* **Извлечённые данные**

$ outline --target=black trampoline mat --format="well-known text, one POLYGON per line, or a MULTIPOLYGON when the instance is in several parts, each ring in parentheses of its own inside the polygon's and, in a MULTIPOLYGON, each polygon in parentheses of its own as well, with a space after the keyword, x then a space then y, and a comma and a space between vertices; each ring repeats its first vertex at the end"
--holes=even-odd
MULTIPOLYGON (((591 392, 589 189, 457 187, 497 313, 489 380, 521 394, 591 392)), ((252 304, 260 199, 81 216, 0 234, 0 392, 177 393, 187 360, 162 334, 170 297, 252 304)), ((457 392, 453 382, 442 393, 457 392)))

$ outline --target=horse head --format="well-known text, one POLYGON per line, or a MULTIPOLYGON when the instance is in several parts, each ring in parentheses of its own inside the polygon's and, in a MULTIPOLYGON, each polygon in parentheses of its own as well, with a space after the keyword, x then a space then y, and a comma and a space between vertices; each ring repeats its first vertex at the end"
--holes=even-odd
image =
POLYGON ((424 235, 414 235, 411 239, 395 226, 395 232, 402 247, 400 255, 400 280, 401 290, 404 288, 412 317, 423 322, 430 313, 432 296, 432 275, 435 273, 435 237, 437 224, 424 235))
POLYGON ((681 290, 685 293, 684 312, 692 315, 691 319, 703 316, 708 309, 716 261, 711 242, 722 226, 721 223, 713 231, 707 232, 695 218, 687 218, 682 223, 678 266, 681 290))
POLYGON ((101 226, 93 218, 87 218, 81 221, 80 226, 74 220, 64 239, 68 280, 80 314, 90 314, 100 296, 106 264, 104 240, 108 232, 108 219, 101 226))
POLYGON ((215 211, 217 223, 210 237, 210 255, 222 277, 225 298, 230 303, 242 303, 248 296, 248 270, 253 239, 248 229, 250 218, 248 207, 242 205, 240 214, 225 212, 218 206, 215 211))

* **Цель задания**
Оформи в виде таблицы Markdown с колонками «Номер» и «Строка» строки, начиная с той, в которой есть «outline --target=horse head», и заканчивая последней строкой выше включительно. Пустые строки в таблицу не включай.

* **Выполненное задание**
| Номер | Строка |
|---|---|
| 1 | $ outline --target=horse head --format="well-known text, one POLYGON per line, or a MULTIPOLYGON when the instance is in several parts, each ring in parentheses of its own inside the polygon's and, in a MULTIPOLYGON, each polygon in parentheses of its own as well, with a space after the keyword, x then a space then y, and a comma and a space between vertices; each ring repeats its first vertex at the end" |
| 2 | --holes=even-odd |
| 3 | image = |
| 4 | POLYGON ((424 235, 414 235, 411 239, 395 226, 395 232, 402 247, 400 255, 400 280, 401 290, 404 288, 412 317, 423 322, 430 313, 432 296, 432 275, 435 273, 435 237, 437 224, 424 235)) |
| 5 | POLYGON ((681 290, 685 293, 684 312, 692 315, 691 319, 703 316, 708 309, 716 261, 711 242, 722 226, 721 223, 713 231, 707 232, 695 218, 687 218, 682 223, 678 266, 681 290)) |
| 6 | POLYGON ((101 226, 93 218, 87 218, 81 221, 80 226, 74 220, 64 239, 68 280, 80 314, 90 314, 100 296, 106 264, 104 240, 108 232, 108 219, 101 226)) |
| 7 | POLYGON ((215 211, 217 223, 210 237, 210 255, 222 277, 225 298, 230 303, 242 303, 248 296, 248 270, 253 239, 248 229, 250 218, 248 207, 242 205, 240 214, 225 212, 218 206, 215 211)) |